As service providers for homeless members of Ward 3, we are distressed to hear that $75 million of the D.C. Commission on Mental Health's money will be spent on a new hospital ["New Hospital to Replace St. Elizabeths," Metro, Nov. 22]. We agree that St. Elizabeths is in terrible shape, but building a new hospital now makes no sense.

When Scott Nelson was appointed receiver, his primary goal was to set up a well-ordered community mental health program. He has yet to fulfill this mandate. Without a successful community mental health program supporting it, the building of a new hospital is frivolous. We strongly object to the time, money and energy that will be wasted in the process.


Executive Director

Community Council for the Homeless

At Friendship Place


Friends of St. Elizabeths, an organization advocating quality hospital services and continuity of care, was pleased to learn that the way has been cleared for building a new hospital for the mentally ill on the St. Elizabeths campus.

Private hospitals do not take everyone, and homeless, psychotic men and women usually have not been welcome. Even if patients are admitted to private hospitals, they often end up at St. Elizabeths after the time allowed by insurance companies or managed care runs out.

With the D.C. Mental Health Commission's attempt to cut beds now, however, it is hard for private hospitals to arrange for transfers. Unless people stay in the hospital until they are able to manage their illness, they will have to be readmitted or can end up in jail or a shelter.

(Saved entries)
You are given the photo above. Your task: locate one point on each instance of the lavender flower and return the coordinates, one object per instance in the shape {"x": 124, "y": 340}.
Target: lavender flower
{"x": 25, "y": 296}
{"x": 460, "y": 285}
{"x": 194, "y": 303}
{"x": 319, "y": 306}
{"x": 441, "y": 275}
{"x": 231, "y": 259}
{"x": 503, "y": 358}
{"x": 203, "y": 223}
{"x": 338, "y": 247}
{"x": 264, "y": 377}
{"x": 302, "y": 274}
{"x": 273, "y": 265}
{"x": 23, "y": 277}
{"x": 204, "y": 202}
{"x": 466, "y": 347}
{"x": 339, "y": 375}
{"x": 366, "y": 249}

---

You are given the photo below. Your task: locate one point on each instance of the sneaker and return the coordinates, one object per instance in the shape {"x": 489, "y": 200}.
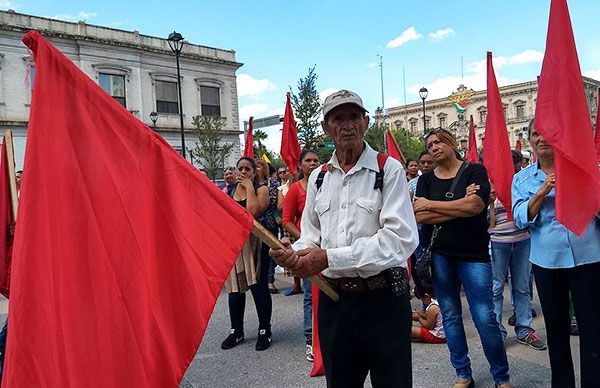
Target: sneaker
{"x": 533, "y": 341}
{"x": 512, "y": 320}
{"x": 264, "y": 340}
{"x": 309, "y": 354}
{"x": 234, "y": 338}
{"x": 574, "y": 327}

==

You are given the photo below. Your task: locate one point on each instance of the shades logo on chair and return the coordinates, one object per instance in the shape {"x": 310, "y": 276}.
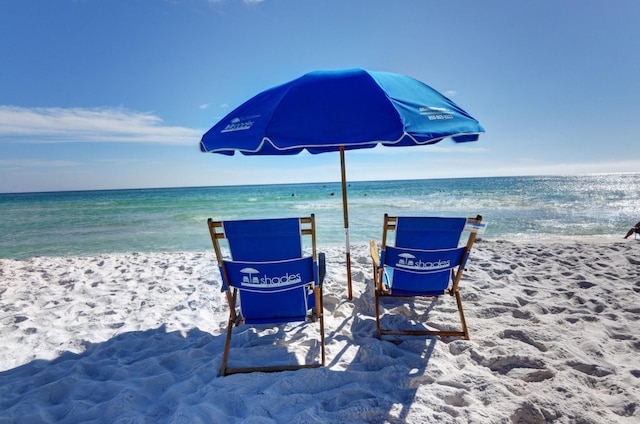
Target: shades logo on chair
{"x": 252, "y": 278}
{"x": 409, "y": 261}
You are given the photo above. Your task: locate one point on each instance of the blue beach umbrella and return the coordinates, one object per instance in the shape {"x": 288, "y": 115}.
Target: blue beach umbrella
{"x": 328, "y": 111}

■ Work task 1 ■
Set down the passage of the St. Elizabeths letters running from "Community Council for" up to and including "care runs out.".
■ Work task 2 ■
Answer each question from the St. Elizabeths letters.
(a) How much of the D.C. Commission on Mental Health's money will be spent on the new hospital?
(b) Who was appointed receiver?
(c) On what site has the way been cleared for building the new hospital?
■ Work task 3 ■
In the St. Elizabeths letters, why does the first letter call building a new hospital frivolous?
These records were collected from a source other than the St. Elizabeths letters.

■ Worked solution 1 ■
Community Council for the Homeless

At Friendship Place


Friends of St. Elizabeths, an organization advocating quality hospital services and continuity of care, was pleased to learn that the way has been cleared for building a new hospital for the mentally ill on the St. Elizabeths campus.

Private hospitals do not take everyone, and homeless, psychotic men and women usually have not been welcome. Even if patients are admitted to private hospitals, they often end up at St. Elizabeths after the time allowed by insurance companies or managed care runs out.

■ Worked solution 2 ■
(a) $75 million.
(b) Scott Nelson.
(c) The St. Elizabeths campus.

■ Worked solution 3 ■
There is no successful community mental health program to support a new hospital. Setting up such a program was the receiver's primary goal, and he has yet to fulfill that mandate.